§ **GOAL OF THE EXERCISE**:
Everything from the line that holds "If you could point to the yellow helmet" through the end of the data below should be output exactly, both ends included.

§ **MATERIAL FOR THE TASK**:
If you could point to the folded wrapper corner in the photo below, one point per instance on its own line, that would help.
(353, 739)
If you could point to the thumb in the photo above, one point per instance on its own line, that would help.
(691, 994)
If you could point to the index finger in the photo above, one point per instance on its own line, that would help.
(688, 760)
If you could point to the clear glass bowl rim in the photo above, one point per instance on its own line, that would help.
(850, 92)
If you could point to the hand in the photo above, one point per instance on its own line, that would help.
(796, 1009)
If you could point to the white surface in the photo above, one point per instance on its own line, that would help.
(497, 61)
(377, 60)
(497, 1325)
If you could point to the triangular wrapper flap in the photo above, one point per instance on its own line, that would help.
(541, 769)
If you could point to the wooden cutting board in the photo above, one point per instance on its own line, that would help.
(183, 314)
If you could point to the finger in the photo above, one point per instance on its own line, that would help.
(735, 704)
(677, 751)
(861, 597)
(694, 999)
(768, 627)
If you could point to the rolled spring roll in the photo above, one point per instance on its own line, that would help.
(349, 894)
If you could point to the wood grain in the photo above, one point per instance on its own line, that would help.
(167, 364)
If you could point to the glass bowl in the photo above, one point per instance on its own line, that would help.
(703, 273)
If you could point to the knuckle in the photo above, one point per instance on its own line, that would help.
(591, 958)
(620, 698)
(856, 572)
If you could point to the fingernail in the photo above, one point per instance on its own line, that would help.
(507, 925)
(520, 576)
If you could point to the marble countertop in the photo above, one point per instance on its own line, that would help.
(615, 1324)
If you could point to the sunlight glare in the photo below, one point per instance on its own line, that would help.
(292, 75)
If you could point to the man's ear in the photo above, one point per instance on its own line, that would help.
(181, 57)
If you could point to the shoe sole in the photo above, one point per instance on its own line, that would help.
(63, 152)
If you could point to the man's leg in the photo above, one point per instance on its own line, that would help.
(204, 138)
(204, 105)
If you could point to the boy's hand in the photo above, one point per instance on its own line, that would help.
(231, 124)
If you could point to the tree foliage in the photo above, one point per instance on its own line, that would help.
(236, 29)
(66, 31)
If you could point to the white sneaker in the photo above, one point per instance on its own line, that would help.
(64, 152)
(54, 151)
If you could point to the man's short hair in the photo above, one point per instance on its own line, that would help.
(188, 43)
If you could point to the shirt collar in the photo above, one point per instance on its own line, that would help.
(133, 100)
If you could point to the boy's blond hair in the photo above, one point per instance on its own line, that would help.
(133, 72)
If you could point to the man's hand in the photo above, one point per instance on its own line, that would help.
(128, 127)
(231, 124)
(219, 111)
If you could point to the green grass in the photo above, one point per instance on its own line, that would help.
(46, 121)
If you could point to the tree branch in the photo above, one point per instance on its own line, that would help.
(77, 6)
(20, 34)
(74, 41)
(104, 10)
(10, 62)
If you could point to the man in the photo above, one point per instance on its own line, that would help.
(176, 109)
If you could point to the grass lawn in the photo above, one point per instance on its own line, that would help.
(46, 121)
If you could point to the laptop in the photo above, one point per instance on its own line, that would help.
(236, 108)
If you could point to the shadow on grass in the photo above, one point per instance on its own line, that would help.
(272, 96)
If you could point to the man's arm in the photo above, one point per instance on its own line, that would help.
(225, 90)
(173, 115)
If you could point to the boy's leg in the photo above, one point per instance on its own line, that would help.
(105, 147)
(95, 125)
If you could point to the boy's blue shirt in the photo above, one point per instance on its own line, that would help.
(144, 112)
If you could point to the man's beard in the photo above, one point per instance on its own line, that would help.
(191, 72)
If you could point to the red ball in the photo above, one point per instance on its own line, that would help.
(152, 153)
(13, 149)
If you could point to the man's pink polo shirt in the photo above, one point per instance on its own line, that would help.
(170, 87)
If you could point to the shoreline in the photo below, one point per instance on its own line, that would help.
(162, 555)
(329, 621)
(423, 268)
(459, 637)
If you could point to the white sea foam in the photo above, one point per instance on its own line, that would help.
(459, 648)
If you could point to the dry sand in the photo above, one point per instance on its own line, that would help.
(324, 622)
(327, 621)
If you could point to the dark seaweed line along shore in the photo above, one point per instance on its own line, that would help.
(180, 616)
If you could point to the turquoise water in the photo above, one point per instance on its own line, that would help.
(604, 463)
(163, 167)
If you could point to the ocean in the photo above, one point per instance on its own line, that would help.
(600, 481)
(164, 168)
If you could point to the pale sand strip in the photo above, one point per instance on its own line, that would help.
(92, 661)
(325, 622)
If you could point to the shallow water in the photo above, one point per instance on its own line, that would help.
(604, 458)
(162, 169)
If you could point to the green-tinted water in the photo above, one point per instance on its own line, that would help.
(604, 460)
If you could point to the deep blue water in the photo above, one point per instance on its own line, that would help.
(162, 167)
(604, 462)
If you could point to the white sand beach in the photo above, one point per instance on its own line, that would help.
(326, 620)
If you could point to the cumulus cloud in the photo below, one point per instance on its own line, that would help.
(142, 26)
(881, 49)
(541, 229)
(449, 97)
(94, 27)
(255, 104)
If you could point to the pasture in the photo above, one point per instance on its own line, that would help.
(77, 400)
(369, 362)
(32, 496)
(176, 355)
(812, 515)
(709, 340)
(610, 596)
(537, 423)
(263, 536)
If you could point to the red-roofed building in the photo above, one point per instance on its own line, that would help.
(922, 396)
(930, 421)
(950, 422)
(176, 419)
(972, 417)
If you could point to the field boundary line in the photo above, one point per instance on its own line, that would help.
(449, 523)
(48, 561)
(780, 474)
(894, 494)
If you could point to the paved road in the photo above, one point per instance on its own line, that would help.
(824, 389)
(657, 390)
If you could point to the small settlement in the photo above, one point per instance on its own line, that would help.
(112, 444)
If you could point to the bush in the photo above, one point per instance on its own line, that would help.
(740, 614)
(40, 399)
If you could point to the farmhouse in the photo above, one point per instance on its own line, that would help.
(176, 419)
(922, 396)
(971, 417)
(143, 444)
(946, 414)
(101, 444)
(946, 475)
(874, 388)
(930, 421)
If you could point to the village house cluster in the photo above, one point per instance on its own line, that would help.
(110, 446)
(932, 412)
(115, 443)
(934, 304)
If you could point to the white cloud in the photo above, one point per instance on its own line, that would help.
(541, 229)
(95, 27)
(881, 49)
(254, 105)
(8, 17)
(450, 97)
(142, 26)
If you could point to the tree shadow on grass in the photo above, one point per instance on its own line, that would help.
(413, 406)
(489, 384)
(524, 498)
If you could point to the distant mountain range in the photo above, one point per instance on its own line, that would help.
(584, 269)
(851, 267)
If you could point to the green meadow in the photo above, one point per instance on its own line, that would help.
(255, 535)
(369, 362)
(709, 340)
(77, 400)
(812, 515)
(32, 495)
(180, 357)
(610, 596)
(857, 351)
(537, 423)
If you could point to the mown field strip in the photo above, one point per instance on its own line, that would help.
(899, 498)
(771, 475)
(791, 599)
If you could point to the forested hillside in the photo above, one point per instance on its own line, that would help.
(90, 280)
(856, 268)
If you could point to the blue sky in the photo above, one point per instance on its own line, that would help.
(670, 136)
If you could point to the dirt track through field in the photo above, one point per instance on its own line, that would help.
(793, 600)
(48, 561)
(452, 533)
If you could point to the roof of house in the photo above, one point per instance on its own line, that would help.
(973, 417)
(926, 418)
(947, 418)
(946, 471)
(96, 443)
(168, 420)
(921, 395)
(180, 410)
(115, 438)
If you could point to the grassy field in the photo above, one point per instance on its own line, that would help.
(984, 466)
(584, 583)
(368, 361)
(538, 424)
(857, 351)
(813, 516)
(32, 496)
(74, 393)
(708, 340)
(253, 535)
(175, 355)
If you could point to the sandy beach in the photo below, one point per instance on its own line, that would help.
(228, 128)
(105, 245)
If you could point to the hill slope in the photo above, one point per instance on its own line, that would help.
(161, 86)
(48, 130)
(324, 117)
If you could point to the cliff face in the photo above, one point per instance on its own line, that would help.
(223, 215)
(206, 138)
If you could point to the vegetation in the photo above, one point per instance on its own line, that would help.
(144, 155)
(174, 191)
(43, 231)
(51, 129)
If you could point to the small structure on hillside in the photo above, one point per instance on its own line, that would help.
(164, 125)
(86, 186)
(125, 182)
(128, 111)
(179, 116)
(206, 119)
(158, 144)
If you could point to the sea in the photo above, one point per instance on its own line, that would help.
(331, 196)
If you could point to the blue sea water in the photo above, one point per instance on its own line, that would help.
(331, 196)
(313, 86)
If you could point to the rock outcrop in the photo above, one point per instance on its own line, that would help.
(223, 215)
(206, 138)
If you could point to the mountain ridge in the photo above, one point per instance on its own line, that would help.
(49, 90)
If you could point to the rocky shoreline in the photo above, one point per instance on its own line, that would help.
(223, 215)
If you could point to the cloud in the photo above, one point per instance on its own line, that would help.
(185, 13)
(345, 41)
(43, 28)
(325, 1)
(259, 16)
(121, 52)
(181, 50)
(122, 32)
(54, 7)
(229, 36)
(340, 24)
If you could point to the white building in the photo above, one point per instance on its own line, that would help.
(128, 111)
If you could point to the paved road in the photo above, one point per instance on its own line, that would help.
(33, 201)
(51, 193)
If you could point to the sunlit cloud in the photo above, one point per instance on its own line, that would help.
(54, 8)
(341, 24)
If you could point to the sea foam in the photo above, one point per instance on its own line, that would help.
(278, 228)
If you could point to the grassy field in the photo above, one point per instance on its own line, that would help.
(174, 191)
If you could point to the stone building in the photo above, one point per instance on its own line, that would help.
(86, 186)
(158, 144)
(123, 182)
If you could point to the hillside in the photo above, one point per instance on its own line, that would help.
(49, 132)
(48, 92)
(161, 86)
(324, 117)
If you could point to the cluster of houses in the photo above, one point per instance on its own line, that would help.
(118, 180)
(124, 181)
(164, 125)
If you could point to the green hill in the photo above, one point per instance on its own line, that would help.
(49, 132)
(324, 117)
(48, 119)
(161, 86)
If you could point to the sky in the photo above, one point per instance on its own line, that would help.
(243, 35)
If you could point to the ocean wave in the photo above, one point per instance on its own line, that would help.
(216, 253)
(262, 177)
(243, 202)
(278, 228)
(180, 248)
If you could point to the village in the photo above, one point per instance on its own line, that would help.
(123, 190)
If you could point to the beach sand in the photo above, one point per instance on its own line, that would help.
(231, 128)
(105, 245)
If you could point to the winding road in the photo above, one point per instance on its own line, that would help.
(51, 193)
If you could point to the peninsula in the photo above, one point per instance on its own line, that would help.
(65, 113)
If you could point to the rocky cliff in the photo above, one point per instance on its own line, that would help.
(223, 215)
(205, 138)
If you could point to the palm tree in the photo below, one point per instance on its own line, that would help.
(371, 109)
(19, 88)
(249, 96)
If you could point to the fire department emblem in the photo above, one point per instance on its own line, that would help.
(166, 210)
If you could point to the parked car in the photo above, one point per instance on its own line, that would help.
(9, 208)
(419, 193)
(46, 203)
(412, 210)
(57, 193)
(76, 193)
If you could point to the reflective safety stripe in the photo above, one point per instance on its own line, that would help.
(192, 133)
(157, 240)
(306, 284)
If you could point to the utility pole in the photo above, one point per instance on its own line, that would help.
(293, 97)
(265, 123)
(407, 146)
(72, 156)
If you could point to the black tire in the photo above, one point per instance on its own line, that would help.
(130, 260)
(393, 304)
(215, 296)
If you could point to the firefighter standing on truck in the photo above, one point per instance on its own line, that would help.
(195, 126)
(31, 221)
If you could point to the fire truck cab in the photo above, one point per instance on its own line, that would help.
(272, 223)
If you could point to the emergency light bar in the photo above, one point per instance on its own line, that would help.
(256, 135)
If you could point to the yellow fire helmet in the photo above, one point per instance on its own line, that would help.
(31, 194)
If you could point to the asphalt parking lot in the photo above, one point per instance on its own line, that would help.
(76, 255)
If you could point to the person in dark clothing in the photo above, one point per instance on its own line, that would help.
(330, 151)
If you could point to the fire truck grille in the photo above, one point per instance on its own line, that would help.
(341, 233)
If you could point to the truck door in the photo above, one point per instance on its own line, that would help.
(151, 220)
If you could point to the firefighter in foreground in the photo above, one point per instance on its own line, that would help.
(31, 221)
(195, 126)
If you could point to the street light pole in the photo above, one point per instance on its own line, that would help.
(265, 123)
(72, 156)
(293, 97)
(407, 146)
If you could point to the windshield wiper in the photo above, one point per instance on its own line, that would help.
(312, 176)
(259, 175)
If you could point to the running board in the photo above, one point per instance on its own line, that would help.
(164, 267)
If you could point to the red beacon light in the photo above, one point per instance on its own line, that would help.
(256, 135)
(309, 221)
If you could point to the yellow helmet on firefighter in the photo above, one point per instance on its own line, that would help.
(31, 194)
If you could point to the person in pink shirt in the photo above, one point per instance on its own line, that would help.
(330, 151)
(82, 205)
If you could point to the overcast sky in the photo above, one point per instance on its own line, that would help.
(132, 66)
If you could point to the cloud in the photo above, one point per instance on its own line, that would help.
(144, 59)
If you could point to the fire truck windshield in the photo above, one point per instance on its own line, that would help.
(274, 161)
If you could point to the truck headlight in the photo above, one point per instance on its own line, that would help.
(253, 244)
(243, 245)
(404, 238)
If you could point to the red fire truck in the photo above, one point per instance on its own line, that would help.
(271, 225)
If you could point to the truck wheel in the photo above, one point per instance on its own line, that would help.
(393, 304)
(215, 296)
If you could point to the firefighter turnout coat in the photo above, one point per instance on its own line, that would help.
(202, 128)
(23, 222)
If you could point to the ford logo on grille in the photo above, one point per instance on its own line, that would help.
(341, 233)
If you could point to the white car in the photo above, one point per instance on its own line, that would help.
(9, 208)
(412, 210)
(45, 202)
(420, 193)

§ **COMPLETE OUTPUT**:
If you could point to the yellow helmet on firefighter in the photo above, one point per instance on its own line, that would help.
(31, 194)
If you could point to the person in pink shirt in the photo above, one point per instance on its own line, that would help.
(330, 151)
(82, 205)
If you could point to the overcast sky in the photo above, one point per instance on its own line, that would help.
(132, 66)
If you could point to the cloud in the photo above, one point per instance on its own line, that would help.
(144, 59)
If you could point to the fire truck windshield in the photo above, one point per instance on its own line, that would help.
(274, 161)
If you could point to the truck headlight in the photo above, one point per instance on its own line, that would help.
(253, 244)
(243, 245)
(404, 238)
If you could point to the red fire truck in the photo above, one point per instance on its own line, that would help.
(271, 225)
If you could point to the truck wheel in the photo above, one point per instance on its own line, that would help.
(393, 304)
(215, 296)
If you could point to the firefighter turnout coat in the photo above, one point per instance on its own line, that would help.
(202, 128)
(23, 222)
If you could point to the ford logo on grille in the photo above, one point per instance on its own line, that would help.
(341, 233)
If you could point to the white car in the photo above, one point per instance on its own line, that would help.
(9, 208)
(412, 210)
(45, 202)
(420, 193)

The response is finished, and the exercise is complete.